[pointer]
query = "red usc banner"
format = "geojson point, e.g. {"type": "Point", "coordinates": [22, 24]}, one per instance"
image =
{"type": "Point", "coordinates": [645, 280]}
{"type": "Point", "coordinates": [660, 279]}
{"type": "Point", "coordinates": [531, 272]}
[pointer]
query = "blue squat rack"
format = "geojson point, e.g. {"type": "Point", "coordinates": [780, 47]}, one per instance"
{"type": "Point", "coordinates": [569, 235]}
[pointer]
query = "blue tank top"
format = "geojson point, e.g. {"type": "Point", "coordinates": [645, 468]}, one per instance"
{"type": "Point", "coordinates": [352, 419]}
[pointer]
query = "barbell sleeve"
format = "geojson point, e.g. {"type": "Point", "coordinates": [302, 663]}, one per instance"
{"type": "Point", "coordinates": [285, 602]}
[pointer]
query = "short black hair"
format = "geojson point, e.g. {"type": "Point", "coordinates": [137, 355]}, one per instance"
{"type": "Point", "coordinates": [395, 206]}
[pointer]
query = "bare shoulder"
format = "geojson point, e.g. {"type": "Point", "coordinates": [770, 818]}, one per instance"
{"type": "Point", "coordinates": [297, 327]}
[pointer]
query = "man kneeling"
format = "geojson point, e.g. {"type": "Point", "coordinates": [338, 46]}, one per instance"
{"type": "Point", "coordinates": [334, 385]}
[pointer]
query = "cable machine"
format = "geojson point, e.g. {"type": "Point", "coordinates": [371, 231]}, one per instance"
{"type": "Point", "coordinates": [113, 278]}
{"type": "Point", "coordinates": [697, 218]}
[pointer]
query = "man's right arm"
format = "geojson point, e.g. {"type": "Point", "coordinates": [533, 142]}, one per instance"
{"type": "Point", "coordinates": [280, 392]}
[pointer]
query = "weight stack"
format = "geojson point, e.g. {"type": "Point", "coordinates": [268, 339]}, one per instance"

▶ To be done: Reproduce all of the material above word for word.

▶ Task result:
[pointer]
query = "red usc banner"
format = "geojson point, e.g. {"type": "Point", "coordinates": [22, 24]}, one per instance"
image =
{"type": "Point", "coordinates": [645, 280]}
{"type": "Point", "coordinates": [660, 279]}
{"type": "Point", "coordinates": [531, 272]}
[pointer]
query = "blue squat rack"
format = "geojson point, e.g. {"type": "Point", "coordinates": [780, 47]}, one per instance"
{"type": "Point", "coordinates": [569, 235]}
[pointer]
query = "blue tank top"
format = "geojson point, e.g. {"type": "Point", "coordinates": [645, 468]}, one per instance"
{"type": "Point", "coordinates": [352, 419]}
[pointer]
query = "barbell sleeve"
format = "geojson point, e.g. {"type": "Point", "coordinates": [302, 663]}, one per instance"
{"type": "Point", "coordinates": [285, 602]}
[pointer]
query = "short black hair"
format = "geojson point, e.g. {"type": "Point", "coordinates": [137, 355]}, one per instance"
{"type": "Point", "coordinates": [395, 206]}
[pointer]
query = "bare shoulder"
format = "geojson point, e.g. {"type": "Point", "coordinates": [770, 818]}, one per instance"
{"type": "Point", "coordinates": [297, 327]}
[pointer]
query = "man kneeling"
format = "geojson point, e.g. {"type": "Point", "coordinates": [338, 46]}, one per instance"
{"type": "Point", "coordinates": [334, 385]}
[pointer]
query = "cable machine"
format = "geojson point, e.g. {"type": "Point", "coordinates": [371, 231]}, one per instance"
{"type": "Point", "coordinates": [113, 278]}
{"type": "Point", "coordinates": [697, 218]}
[pointer]
query = "man's right arm"
format = "geojson point, e.g. {"type": "Point", "coordinates": [533, 142]}, one per instance"
{"type": "Point", "coordinates": [280, 392]}
[pointer]
query = "weight stack"
format = "geojson point, e.g. {"type": "Point", "coordinates": [268, 339]}, one per instance"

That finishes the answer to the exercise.